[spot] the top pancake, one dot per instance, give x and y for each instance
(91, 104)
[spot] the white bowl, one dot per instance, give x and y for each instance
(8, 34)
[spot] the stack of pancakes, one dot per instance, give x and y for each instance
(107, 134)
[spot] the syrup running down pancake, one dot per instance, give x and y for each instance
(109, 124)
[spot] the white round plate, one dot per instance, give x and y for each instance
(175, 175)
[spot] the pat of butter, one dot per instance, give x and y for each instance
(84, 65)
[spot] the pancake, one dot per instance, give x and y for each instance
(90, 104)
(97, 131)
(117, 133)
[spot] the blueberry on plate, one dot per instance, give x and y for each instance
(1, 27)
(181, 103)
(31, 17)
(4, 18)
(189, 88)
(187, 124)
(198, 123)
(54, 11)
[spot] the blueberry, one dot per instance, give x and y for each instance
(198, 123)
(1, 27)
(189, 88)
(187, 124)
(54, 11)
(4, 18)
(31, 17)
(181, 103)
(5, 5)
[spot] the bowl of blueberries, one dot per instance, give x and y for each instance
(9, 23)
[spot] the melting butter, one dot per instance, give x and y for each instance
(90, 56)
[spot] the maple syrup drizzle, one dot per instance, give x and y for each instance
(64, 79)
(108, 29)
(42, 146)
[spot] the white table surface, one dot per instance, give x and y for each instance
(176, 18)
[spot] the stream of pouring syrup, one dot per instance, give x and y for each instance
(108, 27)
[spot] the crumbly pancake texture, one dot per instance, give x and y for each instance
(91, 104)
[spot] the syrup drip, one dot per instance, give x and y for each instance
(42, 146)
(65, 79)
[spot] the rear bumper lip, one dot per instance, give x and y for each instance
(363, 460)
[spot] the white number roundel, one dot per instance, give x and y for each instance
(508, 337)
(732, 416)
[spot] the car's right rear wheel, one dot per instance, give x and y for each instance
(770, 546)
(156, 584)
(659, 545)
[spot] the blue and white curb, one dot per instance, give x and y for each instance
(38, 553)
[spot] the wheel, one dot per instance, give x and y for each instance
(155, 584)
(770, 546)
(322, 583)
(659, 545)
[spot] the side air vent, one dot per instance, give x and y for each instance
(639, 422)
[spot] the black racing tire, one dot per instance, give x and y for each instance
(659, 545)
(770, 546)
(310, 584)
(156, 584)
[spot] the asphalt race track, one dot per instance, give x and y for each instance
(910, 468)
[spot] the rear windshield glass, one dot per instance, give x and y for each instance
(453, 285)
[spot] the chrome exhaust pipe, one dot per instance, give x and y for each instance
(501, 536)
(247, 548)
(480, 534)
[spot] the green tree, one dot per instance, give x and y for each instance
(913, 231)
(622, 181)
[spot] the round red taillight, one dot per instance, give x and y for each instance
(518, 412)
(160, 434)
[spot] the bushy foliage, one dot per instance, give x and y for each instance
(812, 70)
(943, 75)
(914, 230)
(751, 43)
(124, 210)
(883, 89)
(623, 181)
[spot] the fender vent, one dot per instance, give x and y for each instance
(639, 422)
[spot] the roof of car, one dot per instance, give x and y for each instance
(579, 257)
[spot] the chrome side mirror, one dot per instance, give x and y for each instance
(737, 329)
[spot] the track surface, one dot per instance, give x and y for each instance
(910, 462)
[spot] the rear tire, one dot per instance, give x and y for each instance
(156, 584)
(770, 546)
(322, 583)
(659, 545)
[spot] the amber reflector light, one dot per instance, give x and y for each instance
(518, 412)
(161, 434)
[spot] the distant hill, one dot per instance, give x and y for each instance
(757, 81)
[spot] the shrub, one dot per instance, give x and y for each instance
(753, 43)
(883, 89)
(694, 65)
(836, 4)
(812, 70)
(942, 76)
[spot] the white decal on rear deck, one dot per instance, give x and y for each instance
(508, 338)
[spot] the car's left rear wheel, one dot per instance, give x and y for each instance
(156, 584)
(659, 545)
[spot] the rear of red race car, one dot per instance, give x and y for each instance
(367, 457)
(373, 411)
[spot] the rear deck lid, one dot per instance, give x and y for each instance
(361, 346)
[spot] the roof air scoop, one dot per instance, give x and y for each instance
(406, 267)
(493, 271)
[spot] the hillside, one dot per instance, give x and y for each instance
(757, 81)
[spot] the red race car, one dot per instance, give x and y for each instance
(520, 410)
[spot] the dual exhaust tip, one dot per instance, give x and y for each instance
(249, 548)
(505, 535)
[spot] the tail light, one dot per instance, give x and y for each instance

---

• _YOUR OBJECTIVE_: Turn all of the material above into a numbered list, one line per item, with any blank lines left out.

• _RESULT FOR THIS EXERCISE_:
1. [spot] the top pancake, one dot per instance, give x and y for each instance
2. (91, 104)
3. [spot] the white bowl, one dot per instance, give x and y for each instance
4. (8, 34)
5. [spot] the stack of pancakes, one dot per instance, give x and y for each instance
6. (107, 134)
7. [spot] the syrup running down pancake, one dot per instance, give x and y for each instance
8. (109, 124)
9. [spot] the white round plate, one dot per instance, give x and y for each instance
10. (175, 175)
11. [spot] the pat of butter, one dot per instance, give x and y for each instance
12. (84, 65)
13. [spot] the pancake, one dot per instance, give x and y for each instance
14. (90, 104)
15. (97, 131)
16. (117, 133)
17. [spot] the blueberry on plate, one dot per instance, give x and y for each instance
18. (1, 27)
19. (181, 103)
20. (31, 17)
21. (4, 18)
22. (189, 88)
23. (187, 124)
24. (198, 123)
25. (54, 11)
26. [spot] the blueberry, one dot per instance, give x and y for each instance
27. (198, 123)
28. (1, 27)
29. (189, 88)
30. (187, 124)
31. (54, 11)
32. (4, 18)
33. (31, 17)
34. (181, 103)
35. (5, 5)
36. [spot] the bowl of blueberries, one dot per instance, give x and y for each instance
37. (9, 23)
38. [spot] the melting butter, one dot per instance, give x and y for each instance
39. (90, 56)
40. [spot] the maple syrup drizzle, one dot per instance, give x and y for each instance
41. (64, 79)
42. (108, 29)
43. (42, 146)
44. [spot] the white table surface, one dot per instance, give x and y for each instance
45. (176, 18)
46. [spot] the stream of pouring syrup, one dot per instance, give x and y for each instance
47. (108, 27)
48. [spot] the crumbly pancake texture, one dot per instance, give x and y for each instance
49. (91, 104)
50. [spot] the syrup drip, one dot per instance, give x and y for each instance
51. (42, 146)
52. (65, 79)
53. [spot] the rear bumper lip, one dot per instance, give x and y for each instance
54. (363, 460)
55. [spot] the white number roundel, one dot per instance, give x and y for each instance
56. (508, 337)
57. (732, 416)
58. [spot] the car's right rear wheel, one dot per instance, give x and y for each instance
59. (770, 546)
60. (156, 584)
61. (659, 545)
62. [spot] the blue and white curb, one dot per instance, give x and y for each instance
63. (38, 553)
64. [spot] the wheel, one dot per instance, give x and y for each instance
65. (155, 584)
66. (770, 546)
67. (322, 583)
68. (659, 545)
69. [spot] the side air vent, one dot per instance, give x and y for each instance
70. (639, 422)
71. [spot] the black racing tire, one dot per instance, give x and y for each instance
72. (659, 545)
73. (770, 546)
74. (310, 584)
75. (156, 584)
76. [spot] the asphalt race track, one dot per instance, give x and y for each instance
77. (910, 468)
78. [spot] the rear windshield glass, one dot per instance, give x and y for each instance
79. (453, 285)
80. [spot] the chrome exhaust pipe, one dot per instance, give x and y for each instance
81. (501, 536)
82. (247, 548)
83. (480, 534)
84. [spot] the green tree, one dot per instance, give x and y for each instance
85. (913, 231)
86. (622, 181)
87. [spot] the round red taillight, one dot per instance, give x and y for each instance
88. (518, 412)
89. (160, 434)
90. [spot] the bushy foliage, one dot per instance, give x and y for each instance
91. (812, 70)
92. (943, 75)
93. (914, 230)
94. (751, 43)
95. (124, 210)
96. (883, 89)
97. (623, 181)
98. [spot] the fender vent, one dot per instance, give x and y for each instance
99. (639, 422)
100. [spot] the roof of car, one dot per instance, give x and y for each instance
101. (579, 257)
102. [spot] the chrome side mirror, one dot per instance, give x and y for each instance
103. (737, 329)
104. [spot] the track surface, one dot per instance, give x and y for each instance
105. (910, 462)
106. [spot] the rear tire, one dot per instance, give x and y for each instance
107. (156, 584)
108. (770, 546)
109. (322, 583)
110. (659, 545)
111. [spot] the amber reflector light, one dot per instance, give x and y for each instance
112. (518, 412)
113. (161, 434)
114. [spot] the distant hill, one dot per instance, give x and y for each instance
115. (757, 81)
116. [spot] the shrub, one dot per instance, give x and y for each instance
117. (753, 43)
118. (883, 89)
119. (694, 65)
120. (836, 4)
121. (812, 70)
122. (942, 76)
123. [spot] the white decal on rear deck, one dot per instance, give x and y for each instance
124. (508, 338)
125. [spot] the car's left rear wheel, one dot per instance, give x and y for each instance
126. (156, 584)
127. (659, 545)
128. [spot] the rear of red race car, one dot per instance, give x and y for each instance
129. (367, 457)
130. (373, 411)
131. [spot] the rear deck lid, one dot per instance, give x and y for each instance
132. (361, 346)
133. [spot] the roof air scoop, one dot per instance, give x and y for each instance
134. (406, 267)
135. (493, 271)
136. [spot] the hillside, one dot per instance, give x and y for each instance
137. (757, 81)
138. [spot] the red race car, one dot per instance, give x and y for each instance
139. (520, 410)
140. [spot] the dual exhaust tip, one dot per instance, give x and y for each instance
141. (249, 548)
142. (505, 535)
143. [spot] the tail light, one dot per instance, give x and y for each instance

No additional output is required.